**WHAT YOU ARE ASKED TO DO:**
Please pull out the part of the sleep article between "The effect of" and "there with food.", inclusive, word for word.

**EXCERPTED PASSAGE:**
#####

This is not that story. 

And, in a way, no stories are that story, says Lichuan Ye, an associate professor of nursing at Northeastern who studies health and sleep disorders.

Other than common methods for better sleep, such as reducing screen time in bed or avoiding large meals late at night, Ye doesn’t share tips for improved sleep.

Portrait of Lichuan Ye

Lichuan Ye is an associate professor of nursing in the Bouvé College of Health Sciences at Northeastern. Photo by Adam Glanzman/Northeastern University

Giving such advice is oddly difficult, she says, because there isn’t a single, all-encompassing remedy to help everyone relax and get a good night’s sleep. 

“A yoga practitioner might say that the best way to control anxieties is through yoga and meditation,” Ye says. “For someone who loves reading, it might be quiet reading time.”

Instead, each person should address their own circumstances, and accept that there are certain kinds of anxieties that will be harder to address, she says.

“Most times we forget that we should give compassion to ourselves,” Ye says, adding that her anxieties and frustrations initially came from juggling different aspects of her work with things that are now out of her control, such as helping her two children with remote learning. “Once I found myself being able to accept the fact that none of this is ideal, mentally, I was able to adjust.”

In recent years, Ye has been working to promote health through better sleep and management of sleep disorders. She focuses on helping hospital patients sleep better.

“People joke and say, ‘if you come to the hospital, you are not coming for a good night’s sleep,’” she says. “But one of the biggest complaints patients have is that they don’t get sleep—and sleep is so important for healing.”

The effect of sleep deprivation on our bodies is profound. It affects our immunity, our cardiovascular system, our metabolism, and other important physiological processes that our bodies need to function. In other words, Ye says, sleep is an essential necessity for life—right up there with food. 

“Usually, you could see that animals can die with complete sleep deprivation, even in a shorter time compared to complete starving,” Ye says, referring to early studies conducted by sleep scientists. 

The biomechanisms that our bodies turn on when we go to sleep also depend on the circadian rhythm, the natural cycle the body follows during a 24-hour period. Often called the body’s internal sleep and wake clock, the circadian rhythm can be seriously disrupted not just by how we sleep, but also when we sleep. And that can influence our body temperature, our blood pressure, our digestion, and hormones, Ye says. 

“Mechanism-wise, we are trying to tackle why that happens in our bodies, and why it contributes to different health consequences.”

#####

**ENTRIES SHOWN:**
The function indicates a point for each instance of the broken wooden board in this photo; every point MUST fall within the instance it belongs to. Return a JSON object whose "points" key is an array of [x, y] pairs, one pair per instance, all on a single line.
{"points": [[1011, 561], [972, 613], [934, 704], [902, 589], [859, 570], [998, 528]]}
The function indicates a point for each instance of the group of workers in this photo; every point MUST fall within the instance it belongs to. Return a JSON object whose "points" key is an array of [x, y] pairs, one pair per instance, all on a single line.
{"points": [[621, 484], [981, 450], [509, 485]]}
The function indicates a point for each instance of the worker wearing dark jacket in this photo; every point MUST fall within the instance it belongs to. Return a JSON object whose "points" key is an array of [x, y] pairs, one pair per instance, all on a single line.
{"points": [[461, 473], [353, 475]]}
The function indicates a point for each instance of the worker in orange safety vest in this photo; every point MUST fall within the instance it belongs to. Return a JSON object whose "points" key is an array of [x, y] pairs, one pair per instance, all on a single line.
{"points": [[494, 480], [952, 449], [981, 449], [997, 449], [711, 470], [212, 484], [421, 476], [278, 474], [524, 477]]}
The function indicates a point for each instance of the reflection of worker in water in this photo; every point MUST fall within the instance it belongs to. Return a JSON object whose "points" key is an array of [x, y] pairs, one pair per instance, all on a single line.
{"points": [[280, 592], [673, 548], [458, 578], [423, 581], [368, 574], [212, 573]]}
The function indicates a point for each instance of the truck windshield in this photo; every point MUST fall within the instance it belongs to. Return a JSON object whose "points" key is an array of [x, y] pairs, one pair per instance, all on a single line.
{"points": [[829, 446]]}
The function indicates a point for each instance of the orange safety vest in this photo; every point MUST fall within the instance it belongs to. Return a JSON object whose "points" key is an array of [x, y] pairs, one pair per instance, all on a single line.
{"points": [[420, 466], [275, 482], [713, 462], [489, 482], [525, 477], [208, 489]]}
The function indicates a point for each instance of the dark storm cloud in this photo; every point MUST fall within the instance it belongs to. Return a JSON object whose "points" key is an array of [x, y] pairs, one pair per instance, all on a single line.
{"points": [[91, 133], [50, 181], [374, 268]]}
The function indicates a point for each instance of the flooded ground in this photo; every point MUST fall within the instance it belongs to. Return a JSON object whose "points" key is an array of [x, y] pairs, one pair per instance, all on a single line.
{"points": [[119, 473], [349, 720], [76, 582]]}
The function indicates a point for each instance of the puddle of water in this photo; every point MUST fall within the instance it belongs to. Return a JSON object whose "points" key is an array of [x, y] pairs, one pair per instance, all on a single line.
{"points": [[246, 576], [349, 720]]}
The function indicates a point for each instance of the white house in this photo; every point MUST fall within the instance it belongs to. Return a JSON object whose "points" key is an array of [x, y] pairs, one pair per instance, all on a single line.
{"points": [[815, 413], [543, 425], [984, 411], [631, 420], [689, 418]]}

#####

**WRITTEN RESPONSE:**
The effect of sleep deprivation on our bodies is profound. It affects our immunity, our cardiovascular system, our metabolism, and other important physiological processes that our bodies need to function. In other words, Ye says, sleep is an essential necessity for life—right up there with food.